#### [WHAT YOU NEED TO DO]
Select every line of the items below that contains the string "sleeve", matching case exactly, and copy each such line.
### DATA ENTRIES
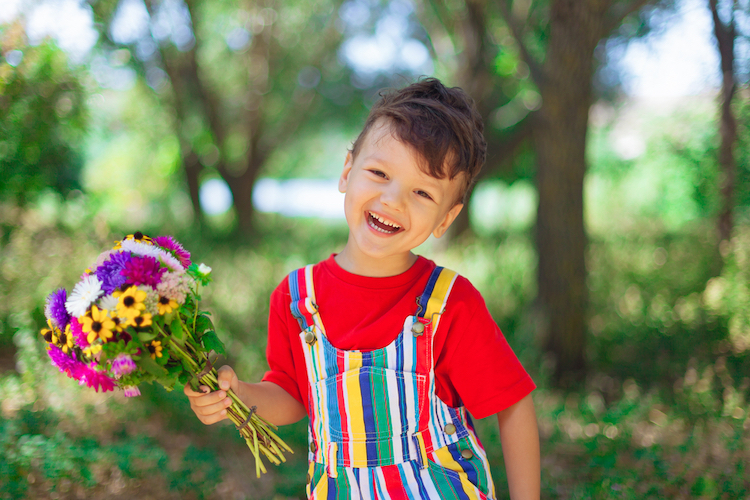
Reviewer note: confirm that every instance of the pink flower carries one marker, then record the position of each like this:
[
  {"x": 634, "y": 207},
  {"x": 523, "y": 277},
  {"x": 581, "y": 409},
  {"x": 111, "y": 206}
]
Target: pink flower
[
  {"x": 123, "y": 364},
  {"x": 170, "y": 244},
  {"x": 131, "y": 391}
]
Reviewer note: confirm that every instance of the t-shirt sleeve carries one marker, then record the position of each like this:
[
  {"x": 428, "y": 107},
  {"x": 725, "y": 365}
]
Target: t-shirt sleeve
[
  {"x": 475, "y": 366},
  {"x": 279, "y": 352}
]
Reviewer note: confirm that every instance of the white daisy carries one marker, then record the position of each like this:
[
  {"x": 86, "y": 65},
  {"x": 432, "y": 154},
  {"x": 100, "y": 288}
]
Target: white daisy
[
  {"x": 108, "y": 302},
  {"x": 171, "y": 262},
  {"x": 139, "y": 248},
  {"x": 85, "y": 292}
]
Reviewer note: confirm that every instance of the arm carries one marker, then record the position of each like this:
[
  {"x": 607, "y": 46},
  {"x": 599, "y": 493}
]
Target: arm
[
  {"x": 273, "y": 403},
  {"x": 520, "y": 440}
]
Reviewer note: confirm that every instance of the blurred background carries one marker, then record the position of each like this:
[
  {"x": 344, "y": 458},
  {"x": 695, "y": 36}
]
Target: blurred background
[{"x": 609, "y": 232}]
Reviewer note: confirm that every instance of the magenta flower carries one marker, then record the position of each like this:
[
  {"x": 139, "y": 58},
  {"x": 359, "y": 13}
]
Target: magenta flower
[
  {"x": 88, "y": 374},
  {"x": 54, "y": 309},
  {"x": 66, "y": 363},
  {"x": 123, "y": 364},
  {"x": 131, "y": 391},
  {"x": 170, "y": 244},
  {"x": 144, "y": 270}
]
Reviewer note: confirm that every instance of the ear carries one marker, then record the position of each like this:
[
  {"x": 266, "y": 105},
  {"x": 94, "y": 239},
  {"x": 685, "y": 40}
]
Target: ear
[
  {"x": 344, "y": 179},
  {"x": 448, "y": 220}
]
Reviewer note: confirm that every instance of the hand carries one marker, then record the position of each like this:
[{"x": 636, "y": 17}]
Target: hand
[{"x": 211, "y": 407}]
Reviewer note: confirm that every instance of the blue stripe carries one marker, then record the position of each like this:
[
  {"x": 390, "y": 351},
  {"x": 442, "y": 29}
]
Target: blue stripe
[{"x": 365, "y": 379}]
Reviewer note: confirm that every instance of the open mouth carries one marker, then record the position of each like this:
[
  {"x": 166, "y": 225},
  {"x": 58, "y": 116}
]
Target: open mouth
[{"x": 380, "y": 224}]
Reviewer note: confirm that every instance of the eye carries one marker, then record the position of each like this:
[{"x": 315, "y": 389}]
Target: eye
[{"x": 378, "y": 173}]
######
### DATA ENTRIES
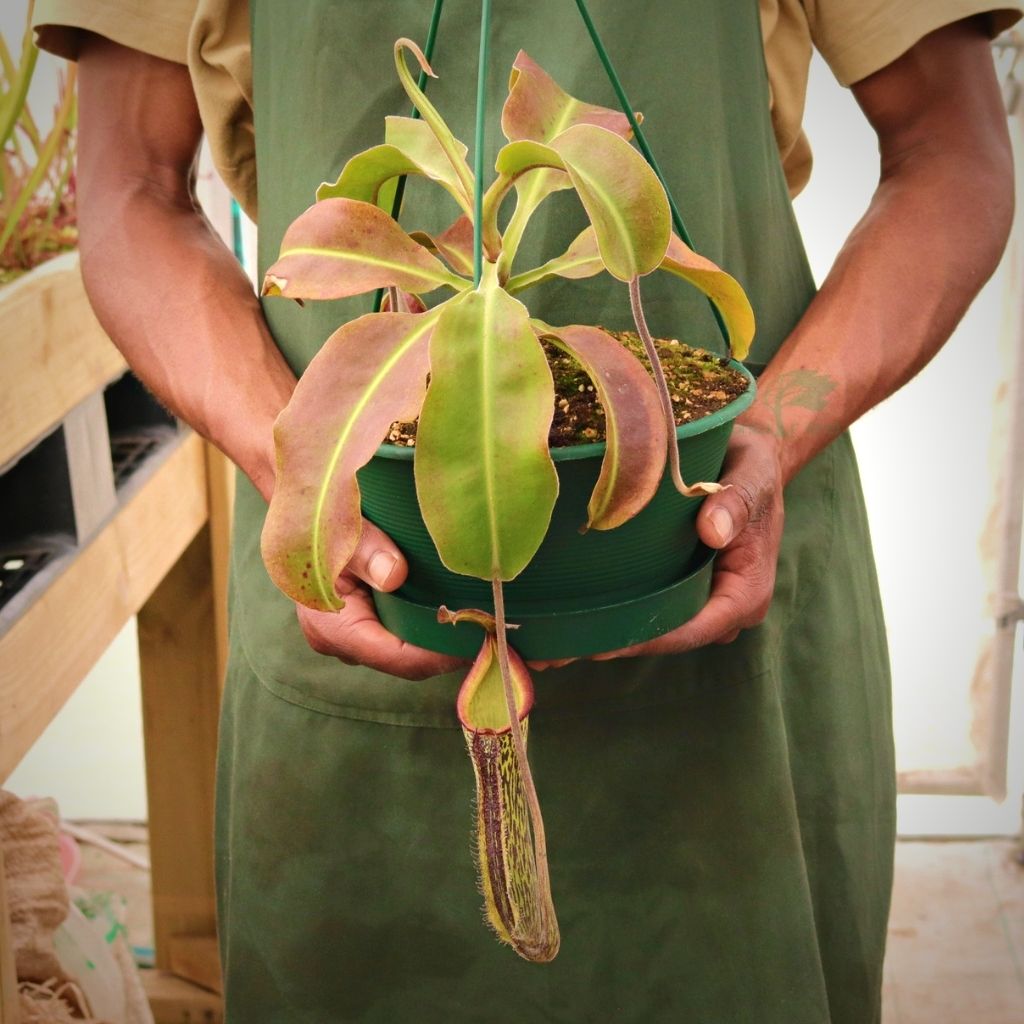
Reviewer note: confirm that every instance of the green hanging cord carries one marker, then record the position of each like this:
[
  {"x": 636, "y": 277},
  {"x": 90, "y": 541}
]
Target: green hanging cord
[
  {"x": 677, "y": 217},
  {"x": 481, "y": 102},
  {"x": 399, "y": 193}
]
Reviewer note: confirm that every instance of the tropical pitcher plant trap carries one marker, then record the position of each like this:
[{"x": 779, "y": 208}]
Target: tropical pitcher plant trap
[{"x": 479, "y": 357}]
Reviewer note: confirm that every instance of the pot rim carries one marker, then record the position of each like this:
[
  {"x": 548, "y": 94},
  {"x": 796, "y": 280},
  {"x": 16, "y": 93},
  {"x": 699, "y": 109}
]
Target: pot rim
######
### DATA ENTRIES
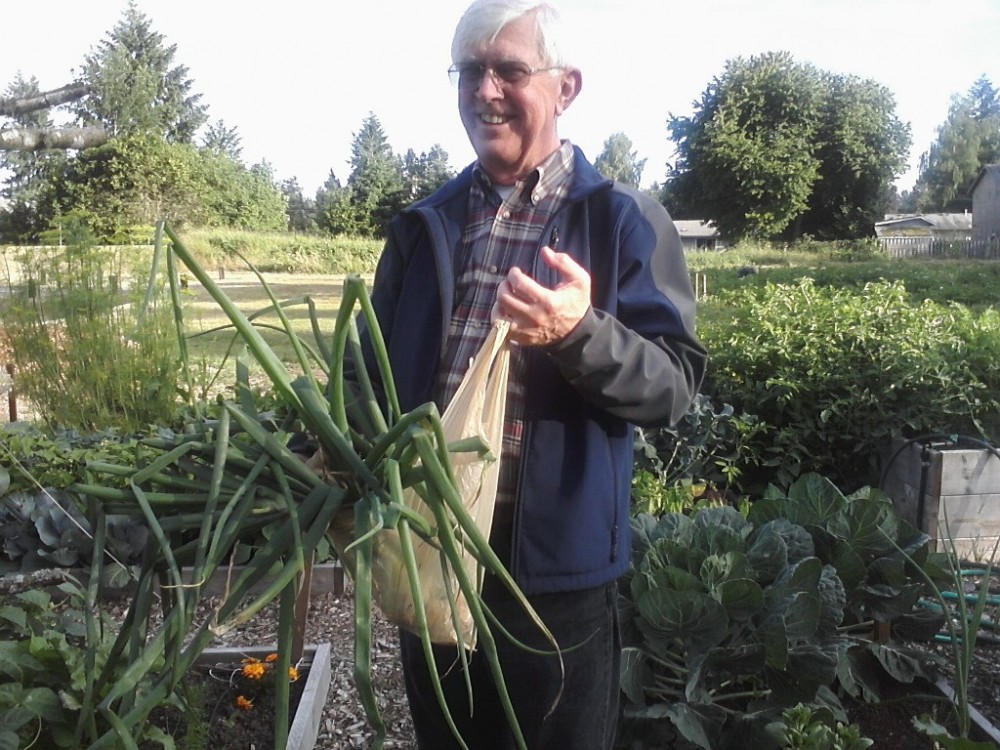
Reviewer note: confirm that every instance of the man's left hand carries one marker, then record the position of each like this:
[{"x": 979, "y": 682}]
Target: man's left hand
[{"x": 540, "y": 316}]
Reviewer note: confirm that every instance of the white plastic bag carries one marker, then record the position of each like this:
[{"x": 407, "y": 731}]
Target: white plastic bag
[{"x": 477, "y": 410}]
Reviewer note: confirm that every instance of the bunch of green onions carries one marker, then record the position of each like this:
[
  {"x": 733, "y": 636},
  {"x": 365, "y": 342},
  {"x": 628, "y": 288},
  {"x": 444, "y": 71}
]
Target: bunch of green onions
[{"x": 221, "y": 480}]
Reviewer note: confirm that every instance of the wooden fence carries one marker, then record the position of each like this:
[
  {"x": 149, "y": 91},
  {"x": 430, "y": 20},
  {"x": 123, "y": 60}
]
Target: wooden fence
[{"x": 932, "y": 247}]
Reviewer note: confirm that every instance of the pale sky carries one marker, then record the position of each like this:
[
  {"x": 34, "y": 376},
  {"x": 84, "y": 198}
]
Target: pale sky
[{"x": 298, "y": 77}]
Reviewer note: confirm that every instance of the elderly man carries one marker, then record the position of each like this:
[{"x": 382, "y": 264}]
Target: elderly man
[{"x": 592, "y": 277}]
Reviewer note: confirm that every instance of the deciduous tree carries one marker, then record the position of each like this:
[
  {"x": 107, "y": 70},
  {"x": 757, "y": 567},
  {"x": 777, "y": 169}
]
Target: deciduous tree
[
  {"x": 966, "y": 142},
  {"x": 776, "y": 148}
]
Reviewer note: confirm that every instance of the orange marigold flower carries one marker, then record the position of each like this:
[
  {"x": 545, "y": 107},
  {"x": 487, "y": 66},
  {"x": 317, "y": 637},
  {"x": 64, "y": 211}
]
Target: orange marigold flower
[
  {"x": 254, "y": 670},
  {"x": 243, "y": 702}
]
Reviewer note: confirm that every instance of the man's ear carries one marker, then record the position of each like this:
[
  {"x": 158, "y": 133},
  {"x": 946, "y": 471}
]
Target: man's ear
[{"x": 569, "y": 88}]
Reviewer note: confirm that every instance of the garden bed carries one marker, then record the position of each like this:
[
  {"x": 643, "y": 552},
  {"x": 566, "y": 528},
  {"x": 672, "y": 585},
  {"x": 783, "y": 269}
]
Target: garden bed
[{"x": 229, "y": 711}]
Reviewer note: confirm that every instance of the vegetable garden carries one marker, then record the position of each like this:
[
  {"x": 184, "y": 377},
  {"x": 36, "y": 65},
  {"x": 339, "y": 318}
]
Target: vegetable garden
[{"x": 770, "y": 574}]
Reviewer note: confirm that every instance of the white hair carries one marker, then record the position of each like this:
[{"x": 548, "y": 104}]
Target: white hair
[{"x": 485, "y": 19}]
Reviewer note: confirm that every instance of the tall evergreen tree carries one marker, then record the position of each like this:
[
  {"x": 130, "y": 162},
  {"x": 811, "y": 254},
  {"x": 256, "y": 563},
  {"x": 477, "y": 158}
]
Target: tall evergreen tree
######
#### [WRITTEN SOLUTION]
Reviewer note: confirm that every instance of the t-shirt sleeve carries one marker, then record the position of each like this:
Target: t-shirt sleeve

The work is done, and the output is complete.